BEGIN RECORDS SUPPLIED
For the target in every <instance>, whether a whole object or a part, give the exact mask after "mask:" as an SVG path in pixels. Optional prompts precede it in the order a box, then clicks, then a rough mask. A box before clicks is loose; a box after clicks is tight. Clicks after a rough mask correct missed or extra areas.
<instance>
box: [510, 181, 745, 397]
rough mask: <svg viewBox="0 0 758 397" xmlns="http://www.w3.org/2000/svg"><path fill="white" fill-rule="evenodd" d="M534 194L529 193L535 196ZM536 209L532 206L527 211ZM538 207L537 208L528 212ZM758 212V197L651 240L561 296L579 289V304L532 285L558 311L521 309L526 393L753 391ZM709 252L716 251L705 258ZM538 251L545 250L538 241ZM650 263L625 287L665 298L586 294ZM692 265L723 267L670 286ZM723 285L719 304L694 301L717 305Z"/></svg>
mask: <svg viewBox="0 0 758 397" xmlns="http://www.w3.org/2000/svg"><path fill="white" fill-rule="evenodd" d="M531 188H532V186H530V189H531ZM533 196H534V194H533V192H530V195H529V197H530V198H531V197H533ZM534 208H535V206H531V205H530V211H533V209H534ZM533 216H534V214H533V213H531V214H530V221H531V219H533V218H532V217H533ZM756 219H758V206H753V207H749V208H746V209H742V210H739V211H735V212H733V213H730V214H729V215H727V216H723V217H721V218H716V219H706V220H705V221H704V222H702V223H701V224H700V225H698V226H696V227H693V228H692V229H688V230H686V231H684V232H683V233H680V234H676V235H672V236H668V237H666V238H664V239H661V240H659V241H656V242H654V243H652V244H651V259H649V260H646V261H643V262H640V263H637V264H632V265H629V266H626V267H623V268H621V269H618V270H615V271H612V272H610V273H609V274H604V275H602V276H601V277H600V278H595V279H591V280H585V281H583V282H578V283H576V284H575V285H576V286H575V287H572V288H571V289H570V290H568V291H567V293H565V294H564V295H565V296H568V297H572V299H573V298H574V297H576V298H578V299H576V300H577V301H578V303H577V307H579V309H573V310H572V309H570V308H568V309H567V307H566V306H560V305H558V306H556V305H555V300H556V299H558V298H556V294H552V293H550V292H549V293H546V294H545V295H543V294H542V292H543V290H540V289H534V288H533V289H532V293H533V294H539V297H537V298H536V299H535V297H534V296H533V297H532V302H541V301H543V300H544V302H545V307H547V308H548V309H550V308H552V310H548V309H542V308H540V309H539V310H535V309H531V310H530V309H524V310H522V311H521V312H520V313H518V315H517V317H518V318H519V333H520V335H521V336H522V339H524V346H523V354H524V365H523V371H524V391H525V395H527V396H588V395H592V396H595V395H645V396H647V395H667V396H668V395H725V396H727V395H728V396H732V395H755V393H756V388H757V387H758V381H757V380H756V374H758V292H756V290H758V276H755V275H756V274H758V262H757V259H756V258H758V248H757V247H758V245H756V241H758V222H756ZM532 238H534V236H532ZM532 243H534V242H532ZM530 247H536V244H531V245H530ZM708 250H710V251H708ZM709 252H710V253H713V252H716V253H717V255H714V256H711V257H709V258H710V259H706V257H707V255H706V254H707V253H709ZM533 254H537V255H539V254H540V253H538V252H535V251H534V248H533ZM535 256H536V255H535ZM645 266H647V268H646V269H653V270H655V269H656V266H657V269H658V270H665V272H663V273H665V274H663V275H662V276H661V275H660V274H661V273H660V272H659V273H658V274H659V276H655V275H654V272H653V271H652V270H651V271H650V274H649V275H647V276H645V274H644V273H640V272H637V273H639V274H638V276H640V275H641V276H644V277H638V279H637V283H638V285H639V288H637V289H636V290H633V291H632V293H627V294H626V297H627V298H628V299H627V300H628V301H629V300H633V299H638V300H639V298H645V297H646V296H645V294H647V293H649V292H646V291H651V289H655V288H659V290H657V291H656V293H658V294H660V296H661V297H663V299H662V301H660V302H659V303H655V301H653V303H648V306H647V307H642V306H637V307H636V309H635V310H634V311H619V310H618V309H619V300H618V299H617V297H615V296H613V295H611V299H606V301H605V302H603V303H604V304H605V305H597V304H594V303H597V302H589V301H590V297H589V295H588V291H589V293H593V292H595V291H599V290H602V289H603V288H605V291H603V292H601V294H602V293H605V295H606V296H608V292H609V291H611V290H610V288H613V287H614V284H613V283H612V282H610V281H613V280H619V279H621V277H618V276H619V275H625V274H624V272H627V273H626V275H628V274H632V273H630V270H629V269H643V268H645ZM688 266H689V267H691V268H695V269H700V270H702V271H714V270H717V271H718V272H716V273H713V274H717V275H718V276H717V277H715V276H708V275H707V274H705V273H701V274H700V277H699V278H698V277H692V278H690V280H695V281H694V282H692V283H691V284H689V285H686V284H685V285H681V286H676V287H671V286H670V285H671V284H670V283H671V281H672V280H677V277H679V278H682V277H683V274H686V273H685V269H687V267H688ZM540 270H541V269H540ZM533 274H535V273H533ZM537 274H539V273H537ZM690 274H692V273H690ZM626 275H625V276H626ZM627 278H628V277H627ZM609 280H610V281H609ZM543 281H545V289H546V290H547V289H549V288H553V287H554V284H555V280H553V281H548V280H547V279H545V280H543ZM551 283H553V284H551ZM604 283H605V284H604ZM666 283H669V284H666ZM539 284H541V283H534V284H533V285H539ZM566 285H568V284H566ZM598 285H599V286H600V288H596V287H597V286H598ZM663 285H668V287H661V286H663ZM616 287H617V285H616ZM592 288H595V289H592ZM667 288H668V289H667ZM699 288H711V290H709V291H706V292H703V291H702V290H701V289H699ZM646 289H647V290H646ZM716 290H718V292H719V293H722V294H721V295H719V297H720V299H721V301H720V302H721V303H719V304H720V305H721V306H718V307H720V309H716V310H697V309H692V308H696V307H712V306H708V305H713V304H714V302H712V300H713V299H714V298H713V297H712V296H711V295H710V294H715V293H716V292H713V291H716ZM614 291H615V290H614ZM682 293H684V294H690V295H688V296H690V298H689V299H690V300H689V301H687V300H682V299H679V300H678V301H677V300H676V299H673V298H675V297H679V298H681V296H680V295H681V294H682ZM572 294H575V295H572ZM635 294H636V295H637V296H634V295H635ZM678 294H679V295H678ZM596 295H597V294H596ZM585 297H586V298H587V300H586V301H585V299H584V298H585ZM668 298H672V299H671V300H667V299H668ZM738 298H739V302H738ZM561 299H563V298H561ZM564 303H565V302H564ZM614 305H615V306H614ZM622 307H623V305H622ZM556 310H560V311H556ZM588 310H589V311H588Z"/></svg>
END RECORDS SUPPLIED
■ **WORK TASK**
Count the lines in the preceding entries that contain the string "instance", and state only the resulting number.

■ **RESPONSE AREA**
2